_Data provided_
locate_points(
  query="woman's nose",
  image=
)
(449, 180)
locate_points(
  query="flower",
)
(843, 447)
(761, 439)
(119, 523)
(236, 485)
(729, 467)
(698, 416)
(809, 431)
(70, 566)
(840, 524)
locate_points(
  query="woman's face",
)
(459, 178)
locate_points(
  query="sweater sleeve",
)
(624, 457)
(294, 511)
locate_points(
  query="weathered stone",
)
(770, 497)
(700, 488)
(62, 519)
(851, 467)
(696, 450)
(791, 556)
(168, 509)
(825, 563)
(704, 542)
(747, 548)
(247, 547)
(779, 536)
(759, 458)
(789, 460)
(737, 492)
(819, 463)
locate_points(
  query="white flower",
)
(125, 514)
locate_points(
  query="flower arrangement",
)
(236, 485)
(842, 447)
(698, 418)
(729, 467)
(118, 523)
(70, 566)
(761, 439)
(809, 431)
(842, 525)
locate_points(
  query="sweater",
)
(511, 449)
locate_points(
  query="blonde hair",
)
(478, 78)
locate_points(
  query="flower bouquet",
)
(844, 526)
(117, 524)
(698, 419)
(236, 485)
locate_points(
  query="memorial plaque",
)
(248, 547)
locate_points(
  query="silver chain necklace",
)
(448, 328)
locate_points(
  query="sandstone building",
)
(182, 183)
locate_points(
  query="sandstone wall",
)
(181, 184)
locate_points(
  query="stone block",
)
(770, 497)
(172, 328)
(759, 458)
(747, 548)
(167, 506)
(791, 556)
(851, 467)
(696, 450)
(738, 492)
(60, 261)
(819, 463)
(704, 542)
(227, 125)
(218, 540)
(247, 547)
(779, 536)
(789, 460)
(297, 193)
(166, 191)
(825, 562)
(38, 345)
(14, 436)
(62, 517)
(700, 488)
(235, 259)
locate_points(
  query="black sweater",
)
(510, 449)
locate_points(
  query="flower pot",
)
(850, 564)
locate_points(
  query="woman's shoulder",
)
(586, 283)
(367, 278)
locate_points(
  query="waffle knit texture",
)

_Description of the task_
How many lines in the entries above contain the string "woman"? Case counts, so reply with that number alone.

_Reply to the task_
3